- **WHAT TO WORK ON**:
Repeat the following lines exactly as they appear, keeping every one of them.

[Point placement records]
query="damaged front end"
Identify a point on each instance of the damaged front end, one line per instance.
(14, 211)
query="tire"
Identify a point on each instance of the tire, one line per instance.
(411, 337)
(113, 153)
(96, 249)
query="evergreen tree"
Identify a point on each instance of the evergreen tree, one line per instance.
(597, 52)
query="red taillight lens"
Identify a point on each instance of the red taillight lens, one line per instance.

- **TASK RESPONSE**:
query="damaged front end"
Identify a point on each instance of the damaged front end, one line per instance.
(14, 211)
query="tire"
Identify a point on each instance of the tire, one line per instance.
(411, 337)
(113, 153)
(96, 249)
query="evergreen tree"
Identify a point on each instance of the evergreen tree, one line per instance.
(597, 52)
query="red taillight lens"
Identify a point on each instance of the red taillight lens, one line per instance.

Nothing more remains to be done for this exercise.